WRITTEN REQUEST
Print every line of the items below exactly as it appears, with the pictures omitted from your answer.

[Photo-based point labeling data]

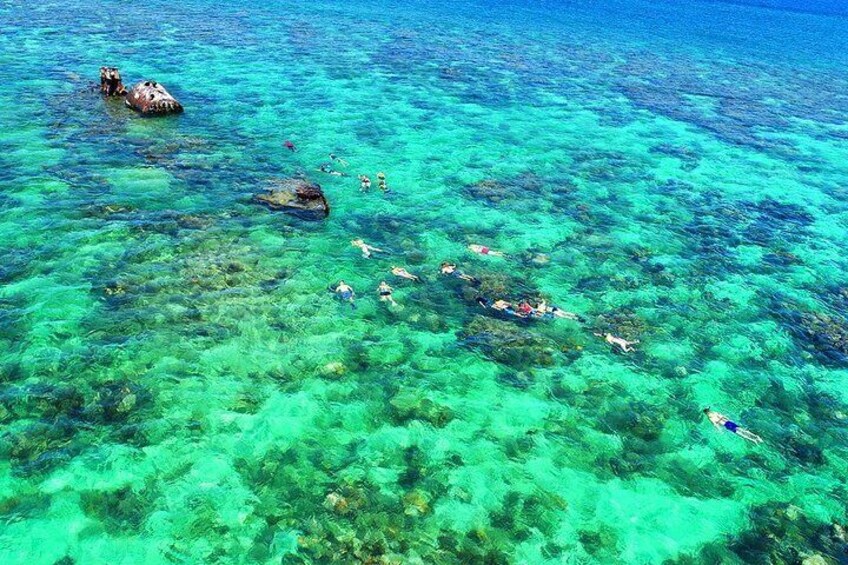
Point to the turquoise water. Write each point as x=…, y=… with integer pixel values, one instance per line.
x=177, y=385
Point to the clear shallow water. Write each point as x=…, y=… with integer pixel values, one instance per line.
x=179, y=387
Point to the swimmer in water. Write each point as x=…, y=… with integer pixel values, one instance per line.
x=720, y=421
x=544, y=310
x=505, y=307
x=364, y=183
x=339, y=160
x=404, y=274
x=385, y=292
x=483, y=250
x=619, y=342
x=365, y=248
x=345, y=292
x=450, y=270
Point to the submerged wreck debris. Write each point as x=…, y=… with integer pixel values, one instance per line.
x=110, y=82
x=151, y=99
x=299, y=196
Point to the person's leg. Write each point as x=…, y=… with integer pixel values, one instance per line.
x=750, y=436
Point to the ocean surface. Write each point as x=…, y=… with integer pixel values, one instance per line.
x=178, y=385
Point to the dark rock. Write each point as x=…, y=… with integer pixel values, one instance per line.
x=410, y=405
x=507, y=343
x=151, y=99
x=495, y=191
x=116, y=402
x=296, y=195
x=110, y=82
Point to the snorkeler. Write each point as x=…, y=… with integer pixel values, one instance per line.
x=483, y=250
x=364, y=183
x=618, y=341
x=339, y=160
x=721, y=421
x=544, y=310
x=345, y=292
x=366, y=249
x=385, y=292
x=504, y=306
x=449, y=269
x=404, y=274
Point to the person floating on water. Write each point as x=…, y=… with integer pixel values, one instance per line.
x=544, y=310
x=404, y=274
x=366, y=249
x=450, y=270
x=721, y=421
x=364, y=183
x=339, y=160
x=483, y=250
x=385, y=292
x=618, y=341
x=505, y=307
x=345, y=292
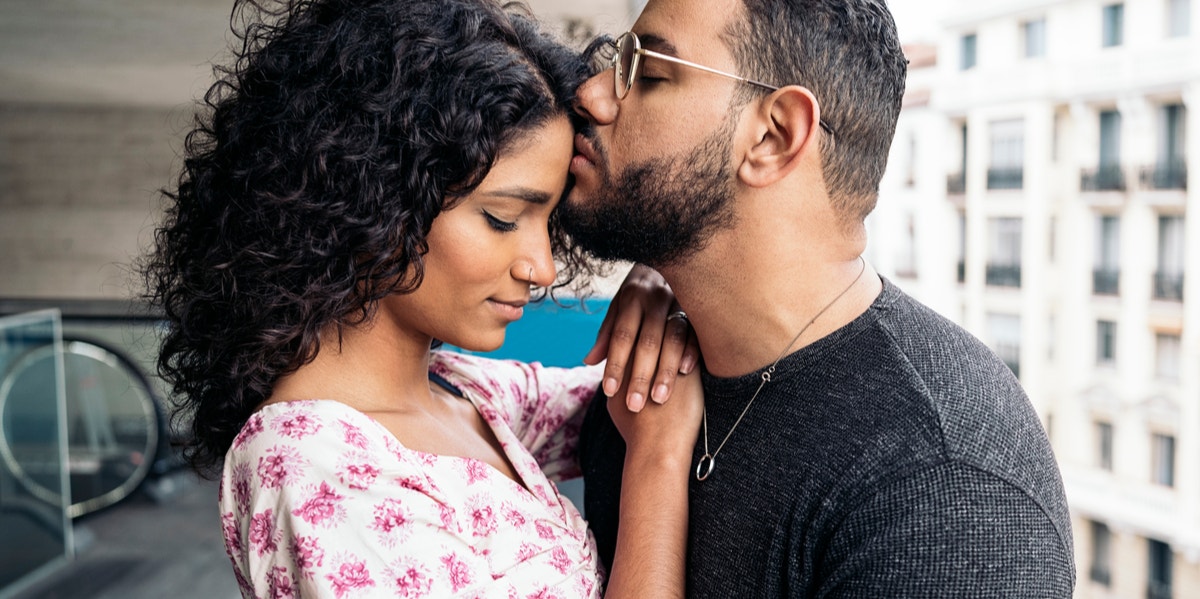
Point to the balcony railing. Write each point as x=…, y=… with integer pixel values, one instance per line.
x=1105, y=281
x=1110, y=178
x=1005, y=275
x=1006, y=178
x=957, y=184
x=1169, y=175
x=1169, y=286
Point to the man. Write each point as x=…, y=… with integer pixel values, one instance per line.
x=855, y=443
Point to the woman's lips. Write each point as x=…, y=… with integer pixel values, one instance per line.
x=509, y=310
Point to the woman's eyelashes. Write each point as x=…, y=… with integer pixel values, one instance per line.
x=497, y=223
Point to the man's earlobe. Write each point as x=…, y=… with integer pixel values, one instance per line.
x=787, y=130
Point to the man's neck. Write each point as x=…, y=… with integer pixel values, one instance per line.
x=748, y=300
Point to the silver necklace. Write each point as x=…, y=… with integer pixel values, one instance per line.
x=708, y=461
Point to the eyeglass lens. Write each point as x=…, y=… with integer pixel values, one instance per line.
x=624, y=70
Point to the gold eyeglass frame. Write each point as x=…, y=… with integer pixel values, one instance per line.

THE COMPLETED TASK
Point to the turquoise water. Write each point as x=…, y=… with integer pixel values, one instance per line.
x=177, y=385
Point to the clear shallow water. Write each point as x=…, y=… with integer pixel values, one instance per line.
x=179, y=387
Point to the swimmer in water. Write each point as x=…, y=… with integer pixel values, one instance per line.
x=720, y=421
x=544, y=310
x=505, y=307
x=364, y=183
x=339, y=160
x=404, y=274
x=385, y=292
x=483, y=250
x=619, y=342
x=365, y=248
x=345, y=292
x=450, y=270
Point to the submerged wreck debris. Write each point as x=…, y=… with integer pixel values, one instance per line.
x=110, y=82
x=151, y=99
x=299, y=196
Point to the person's leg. Write each point as x=…, y=… with integer pixel values, one instance per line.
x=750, y=436
Point to the ocean surface. Write each point as x=…, y=… with integer pixel values, one instance per line.
x=178, y=385
Point to the dark rock. Write each point as x=…, y=… with integer pixel values, one instance per line.
x=410, y=405
x=507, y=343
x=151, y=99
x=495, y=191
x=116, y=402
x=296, y=195
x=110, y=82
Point to the snorkeler. Write each point as x=…, y=… with integer pixel values, one instance per line.
x=483, y=250
x=364, y=183
x=618, y=341
x=339, y=160
x=721, y=421
x=544, y=310
x=345, y=292
x=366, y=249
x=385, y=292
x=504, y=306
x=449, y=269
x=404, y=274
Point to the person floating on water. Write each point as x=…, y=… with integer pixel values, one instance per line.
x=544, y=310
x=404, y=274
x=366, y=249
x=450, y=270
x=721, y=421
x=364, y=183
x=339, y=160
x=483, y=250
x=385, y=292
x=618, y=341
x=505, y=307
x=345, y=292
Point to the balcony railing. Write each point as x=…, y=… with integer pixel values, one instance per line.
x=1105, y=281
x=1110, y=178
x=1005, y=275
x=1006, y=178
x=957, y=184
x=1169, y=175
x=1169, y=286
Point to the man. Write each point as x=…, y=… with integer pixel values, one instance per line.
x=855, y=443
Point to the woman's lips. Write each point as x=…, y=… with integer pixel values, one instance per line.
x=509, y=310
Point to the woman's eyelashes. Write each point as x=…, y=… with integer pixel values, one instance per line.
x=497, y=223
Point to the man's earlobe. Write each point as x=…, y=… with integer pixel values, one instance per line.
x=787, y=130
Point to the man's neck. Write each point as x=…, y=… with integer pixel values, one instance per line.
x=748, y=300
Point to the silver necklace. Write each point as x=…, y=… with integer pixel values, one instance per line.
x=708, y=461
Point to the eyeglass lens. Write each point as x=…, y=… with integer pixel values, one instance per line.
x=624, y=70
Point to the gold eyeglass frame. Write each point as x=…, y=… with integer pixel values, one instance per line.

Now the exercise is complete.